◆ **Work to be completed**
Count how many lines in the records below contain the word "thumb", and reply with that number alone.

-------- Data shown

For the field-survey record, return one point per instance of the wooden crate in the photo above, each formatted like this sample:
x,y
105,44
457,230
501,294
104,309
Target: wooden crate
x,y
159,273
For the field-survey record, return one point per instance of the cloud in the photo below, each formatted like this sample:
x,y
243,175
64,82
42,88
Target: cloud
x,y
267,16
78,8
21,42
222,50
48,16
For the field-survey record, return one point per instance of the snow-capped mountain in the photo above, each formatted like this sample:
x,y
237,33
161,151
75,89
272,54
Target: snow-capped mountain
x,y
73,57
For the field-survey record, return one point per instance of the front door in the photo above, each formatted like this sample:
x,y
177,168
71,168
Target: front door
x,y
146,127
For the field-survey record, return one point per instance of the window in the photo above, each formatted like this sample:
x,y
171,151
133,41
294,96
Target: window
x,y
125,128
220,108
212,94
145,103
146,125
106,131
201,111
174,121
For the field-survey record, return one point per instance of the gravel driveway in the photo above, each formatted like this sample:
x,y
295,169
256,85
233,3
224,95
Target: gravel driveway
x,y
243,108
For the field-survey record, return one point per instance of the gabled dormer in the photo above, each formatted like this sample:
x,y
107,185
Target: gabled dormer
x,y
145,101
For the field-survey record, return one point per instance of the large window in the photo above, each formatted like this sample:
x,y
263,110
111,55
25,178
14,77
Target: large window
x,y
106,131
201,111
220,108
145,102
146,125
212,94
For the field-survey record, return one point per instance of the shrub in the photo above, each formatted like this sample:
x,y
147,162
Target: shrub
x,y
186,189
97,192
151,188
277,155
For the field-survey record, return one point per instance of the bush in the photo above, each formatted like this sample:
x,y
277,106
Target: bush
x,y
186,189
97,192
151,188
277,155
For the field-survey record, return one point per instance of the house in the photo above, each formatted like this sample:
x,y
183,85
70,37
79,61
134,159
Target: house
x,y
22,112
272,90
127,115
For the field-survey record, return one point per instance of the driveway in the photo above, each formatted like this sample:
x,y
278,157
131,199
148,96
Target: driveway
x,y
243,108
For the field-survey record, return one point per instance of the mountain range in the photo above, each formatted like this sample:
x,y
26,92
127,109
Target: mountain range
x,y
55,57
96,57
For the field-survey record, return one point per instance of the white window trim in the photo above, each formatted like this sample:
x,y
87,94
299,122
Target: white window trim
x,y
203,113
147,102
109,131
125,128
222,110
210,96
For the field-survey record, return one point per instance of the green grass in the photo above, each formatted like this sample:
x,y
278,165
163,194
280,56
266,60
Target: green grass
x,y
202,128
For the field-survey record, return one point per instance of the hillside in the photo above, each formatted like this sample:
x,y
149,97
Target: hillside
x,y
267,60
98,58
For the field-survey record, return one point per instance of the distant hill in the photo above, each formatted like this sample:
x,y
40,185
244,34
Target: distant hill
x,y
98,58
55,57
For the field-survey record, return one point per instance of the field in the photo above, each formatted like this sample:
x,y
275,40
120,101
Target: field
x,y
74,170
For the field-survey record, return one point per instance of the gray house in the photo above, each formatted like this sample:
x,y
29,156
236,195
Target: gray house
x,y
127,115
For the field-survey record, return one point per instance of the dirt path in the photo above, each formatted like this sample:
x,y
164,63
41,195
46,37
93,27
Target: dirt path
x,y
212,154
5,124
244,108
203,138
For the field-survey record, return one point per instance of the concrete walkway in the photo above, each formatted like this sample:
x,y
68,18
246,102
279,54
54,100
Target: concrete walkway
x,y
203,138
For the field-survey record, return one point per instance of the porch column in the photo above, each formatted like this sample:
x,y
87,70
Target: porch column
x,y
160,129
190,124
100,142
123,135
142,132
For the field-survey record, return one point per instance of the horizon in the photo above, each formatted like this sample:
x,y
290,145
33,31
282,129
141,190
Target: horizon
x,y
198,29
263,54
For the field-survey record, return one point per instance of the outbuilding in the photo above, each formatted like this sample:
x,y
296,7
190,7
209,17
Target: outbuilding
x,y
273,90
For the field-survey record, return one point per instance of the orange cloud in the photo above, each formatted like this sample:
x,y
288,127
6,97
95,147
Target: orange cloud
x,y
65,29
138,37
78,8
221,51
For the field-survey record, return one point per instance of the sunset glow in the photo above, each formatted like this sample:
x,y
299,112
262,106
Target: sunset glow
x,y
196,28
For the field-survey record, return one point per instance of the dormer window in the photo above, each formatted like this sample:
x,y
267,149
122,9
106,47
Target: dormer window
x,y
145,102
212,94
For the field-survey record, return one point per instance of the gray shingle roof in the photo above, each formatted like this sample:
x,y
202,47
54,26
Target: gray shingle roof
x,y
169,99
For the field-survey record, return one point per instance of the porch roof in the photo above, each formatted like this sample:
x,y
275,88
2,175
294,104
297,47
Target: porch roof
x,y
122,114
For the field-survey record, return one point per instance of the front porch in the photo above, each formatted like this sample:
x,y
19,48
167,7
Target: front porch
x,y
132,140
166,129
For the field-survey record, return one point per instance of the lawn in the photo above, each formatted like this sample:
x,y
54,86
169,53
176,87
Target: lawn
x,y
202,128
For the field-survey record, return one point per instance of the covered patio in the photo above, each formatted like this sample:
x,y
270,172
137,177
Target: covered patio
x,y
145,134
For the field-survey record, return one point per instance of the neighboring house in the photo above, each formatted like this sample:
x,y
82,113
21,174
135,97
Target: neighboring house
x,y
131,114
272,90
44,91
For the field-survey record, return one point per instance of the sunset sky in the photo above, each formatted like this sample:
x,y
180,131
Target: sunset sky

----------------
-------- Data shown

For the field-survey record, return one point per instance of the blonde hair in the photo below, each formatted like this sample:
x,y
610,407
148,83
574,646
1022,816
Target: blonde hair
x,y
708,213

----------------
-------- Data shown

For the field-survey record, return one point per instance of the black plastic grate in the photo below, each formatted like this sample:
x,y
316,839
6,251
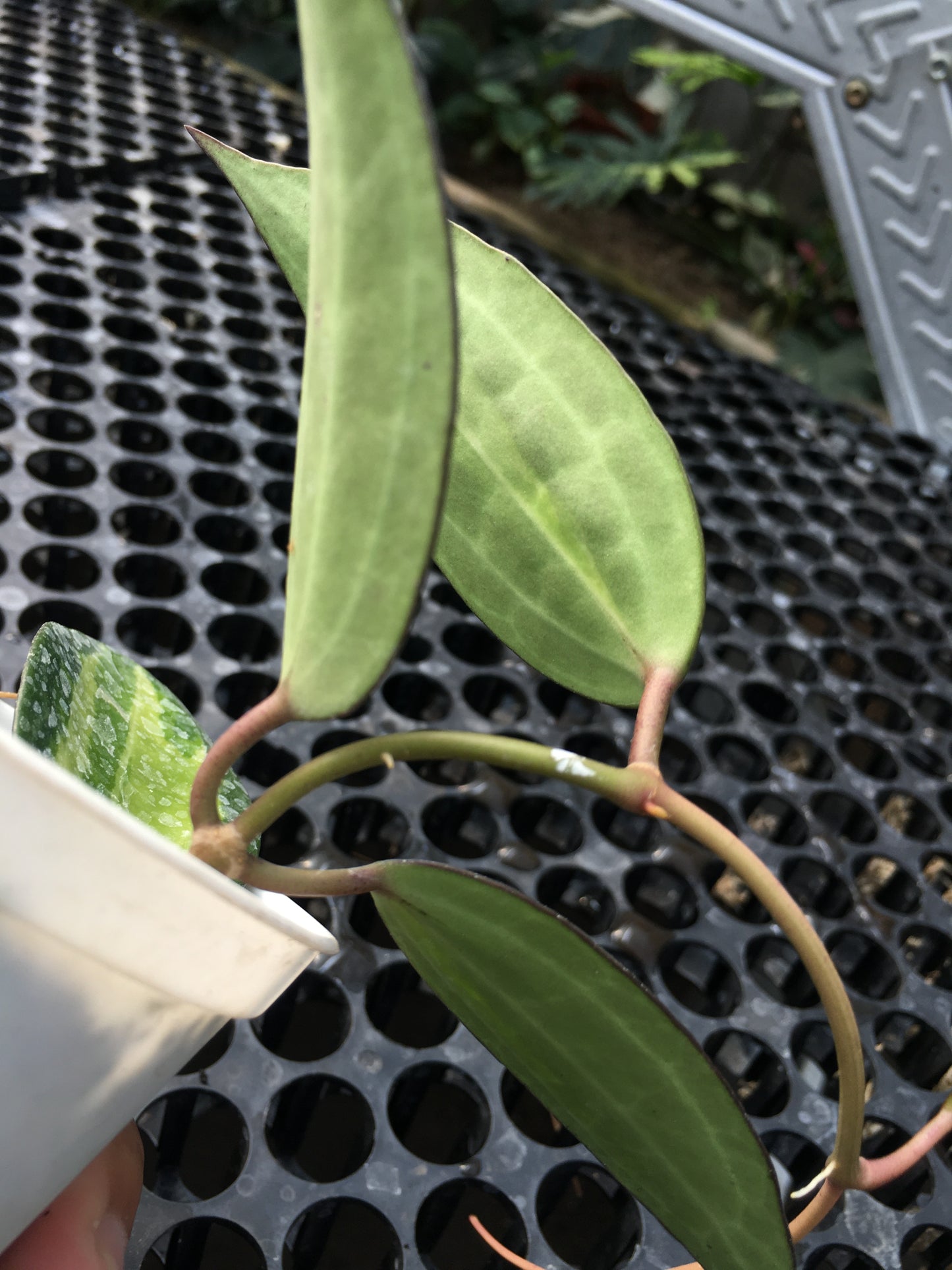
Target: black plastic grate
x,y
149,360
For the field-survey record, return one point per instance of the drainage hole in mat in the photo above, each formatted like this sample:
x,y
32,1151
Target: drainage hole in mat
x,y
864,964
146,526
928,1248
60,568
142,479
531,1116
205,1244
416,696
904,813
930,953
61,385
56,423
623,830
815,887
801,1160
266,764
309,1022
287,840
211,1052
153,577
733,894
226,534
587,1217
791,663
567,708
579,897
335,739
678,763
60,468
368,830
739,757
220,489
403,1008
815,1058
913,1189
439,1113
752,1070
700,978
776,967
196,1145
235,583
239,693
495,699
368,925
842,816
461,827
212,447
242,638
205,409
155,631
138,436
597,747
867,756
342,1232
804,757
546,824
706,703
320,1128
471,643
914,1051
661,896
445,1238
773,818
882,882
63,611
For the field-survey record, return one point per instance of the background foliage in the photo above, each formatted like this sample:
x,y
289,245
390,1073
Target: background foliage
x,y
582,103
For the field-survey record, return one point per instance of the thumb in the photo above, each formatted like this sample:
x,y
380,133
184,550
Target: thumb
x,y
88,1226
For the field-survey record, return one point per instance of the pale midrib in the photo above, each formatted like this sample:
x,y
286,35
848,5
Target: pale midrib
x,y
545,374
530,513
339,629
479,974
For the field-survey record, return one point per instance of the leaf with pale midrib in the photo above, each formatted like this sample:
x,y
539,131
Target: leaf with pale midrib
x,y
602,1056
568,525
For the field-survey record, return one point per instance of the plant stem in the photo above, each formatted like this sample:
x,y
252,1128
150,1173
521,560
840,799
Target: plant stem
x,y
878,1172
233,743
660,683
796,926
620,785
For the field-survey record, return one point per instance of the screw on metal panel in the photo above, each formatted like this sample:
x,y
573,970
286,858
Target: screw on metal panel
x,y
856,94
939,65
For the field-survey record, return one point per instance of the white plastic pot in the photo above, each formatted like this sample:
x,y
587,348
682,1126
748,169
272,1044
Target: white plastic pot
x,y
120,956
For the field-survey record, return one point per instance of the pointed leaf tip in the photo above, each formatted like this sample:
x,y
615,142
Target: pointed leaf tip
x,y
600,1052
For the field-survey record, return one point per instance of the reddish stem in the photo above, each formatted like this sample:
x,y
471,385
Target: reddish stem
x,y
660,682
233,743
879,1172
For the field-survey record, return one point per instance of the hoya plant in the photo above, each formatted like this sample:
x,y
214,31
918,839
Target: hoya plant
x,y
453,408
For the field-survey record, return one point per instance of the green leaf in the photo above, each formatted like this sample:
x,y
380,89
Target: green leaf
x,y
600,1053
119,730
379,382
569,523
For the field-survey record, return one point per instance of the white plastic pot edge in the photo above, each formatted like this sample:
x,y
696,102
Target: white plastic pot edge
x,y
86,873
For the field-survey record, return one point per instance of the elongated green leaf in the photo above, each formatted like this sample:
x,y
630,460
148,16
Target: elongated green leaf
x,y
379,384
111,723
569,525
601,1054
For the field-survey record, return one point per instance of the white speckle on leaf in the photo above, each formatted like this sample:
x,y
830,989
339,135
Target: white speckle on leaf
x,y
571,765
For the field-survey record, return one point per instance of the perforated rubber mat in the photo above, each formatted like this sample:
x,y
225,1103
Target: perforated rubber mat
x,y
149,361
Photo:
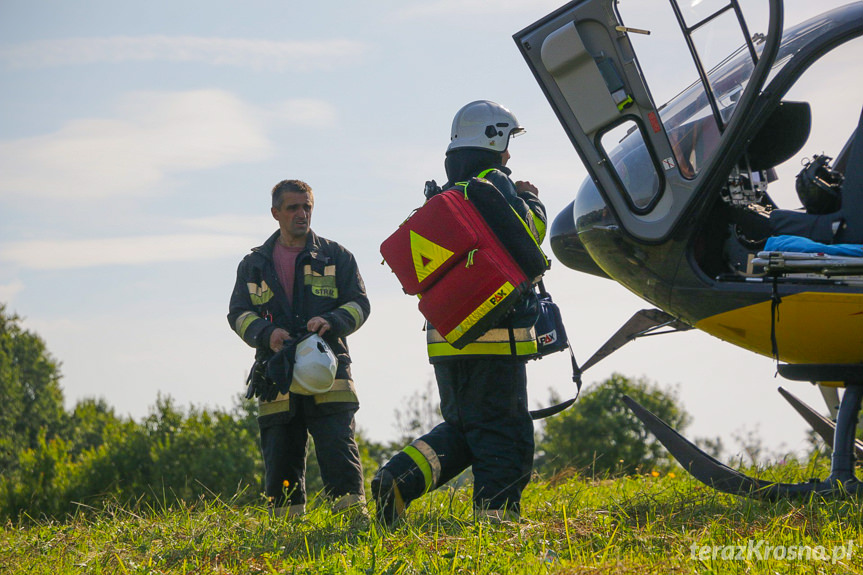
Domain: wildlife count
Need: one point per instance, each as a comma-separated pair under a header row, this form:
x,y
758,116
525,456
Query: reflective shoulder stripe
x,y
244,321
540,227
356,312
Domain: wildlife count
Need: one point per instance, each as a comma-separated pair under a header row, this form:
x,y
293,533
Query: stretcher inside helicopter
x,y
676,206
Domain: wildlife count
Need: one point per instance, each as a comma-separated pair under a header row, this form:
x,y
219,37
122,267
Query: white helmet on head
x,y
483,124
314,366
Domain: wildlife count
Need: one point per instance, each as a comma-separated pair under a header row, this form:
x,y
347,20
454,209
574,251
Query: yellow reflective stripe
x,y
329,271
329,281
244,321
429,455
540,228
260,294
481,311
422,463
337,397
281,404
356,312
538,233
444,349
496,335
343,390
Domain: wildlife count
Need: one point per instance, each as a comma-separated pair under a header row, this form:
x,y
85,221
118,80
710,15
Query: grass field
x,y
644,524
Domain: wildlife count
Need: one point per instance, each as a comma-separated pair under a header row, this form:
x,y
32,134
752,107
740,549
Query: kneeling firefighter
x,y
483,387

----------------

◆ **Answer**
2